[Extract to read Boundary: Start]

65 years old and living in Germany – that’s all I know about him, but I did save his life. It was so easy to do, and you could do the same. That’s why I wanted to tell my Story.

In 2009, my family and I went on a trip to Lake Constance and came across a campaign to get people to sign up to the German bone marrow donation register (DKMS). My sister-in-law and her family were keen to register, so my family and I went along with them. Today, all they generally need to register you with is a swab from your mouth, but back then I needed to give a small blood sample; nothing too onerous! It was quick to do and as time went by I forgot that my name was even on the register. Then five years later, in October 2014, to my surprise I received a letter from the DKMS, informing me that I could be a potential match for a bone marrow donation and asking me to make an appointment for confirmatory typing as soon as possible. I simply had to go to my local healthcare facility and give another blood sample, which was then sent off to the DKMS for Analysis.

I had to wait four long weeks for the results. You really hope that you will be able to help someone with leukaemia, but you also know that the chances of finding a suitable donor outside of a patient’s immediate family is one in several million. In my case, however, the necessary characteristics matched and in mid-November I found out that I was a ‘genetic twin’ of the Patient.

Before I was allowed to donate, I had to undergo several checks to ensure I didn’t have any conditions such as hepatitis. These all came back clear, so the DKMS double-checked with me that I would be happy to be a donor. This decision was a big responsibility, because as soon as a date was set for me to donate my bone marrow, the recipient was prepared for treatment. This meant that his own stem cells were killed off using chemicals to ensure that only the new cells would be active in his body after the procedure. This is vital because otherwise the old cells would continue to produce cancer cells. During this time, the recipient is extremely vulnerable to infection and their body cannot protect them against any attack. Without a donation, they simply will not survive. I agreed to go ahead with the bone marrow donation and spent the first two weeks of December taking really good care of myself: thanks to MANN+HUMMEL I was able postpone my business travel, and I even made sure to take extra care when crossing the road.



As I had chosen to have my stem cells harvested from my blood, I had to inject myself with various medications to increase the number of stem cells in my blood. On 16 December I travelled to Tübingen for a special procedure to remove these stem cells. The procedure took around five hours and was completely harmless. I was able to go home again the same day. Even the flu-like symptoms that the medication caused were nothing to complain about, and just two days after the procedure I was completely back to normal.

What happens now? As I mentioned before, I don’t know who my stem cells helped because in Germany donors and patients can only learn each other’s identity two years after the procedure. I do know, however, that he is doing well. Of course I would be very interested to meet my ‘genetic twin’ in person, but I’ll have to wait at least another year. For now I am just pleased that I was lucky enough to be able to help someone. The experience has made me realise just how precious life is and taught me to value what is really important and not worry about the little things. I don’t want to miss out on anything! I would encourage everyone to follow my example, because leukaemia can affect anyone and all of us could help save someone in Need.

[Extract to read Boundary: End]
[Raw data Boundary: Start]

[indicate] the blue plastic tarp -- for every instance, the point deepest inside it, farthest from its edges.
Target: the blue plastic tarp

[Raw data Boundary: End]

[Exercises to complete]
(1) Answer these questions from the donation account:
(a) In what year did the writer join the German bone marrow donation register?
(b) About how long did the stem cell removal procedure in Tübingen take?
(c) In Germany, how long after the procedure can donors and patients learn each other's identity?
(2) Please summarize the donation account in two sentences.

[List of solutions]
(1)
(a) 2009
(b) Around five hours
(c) Two years

(2) The writer joined the DKMS bone marrow donation register in 2009 and, five years later, was found to be a match for a patient with leukemia. After health checks and medication injections, the writer had stem cells removed from the blood in a harmless five-hour procedure in Tübingen, learned that the recipient is doing well, and encourages everyone to follow this example.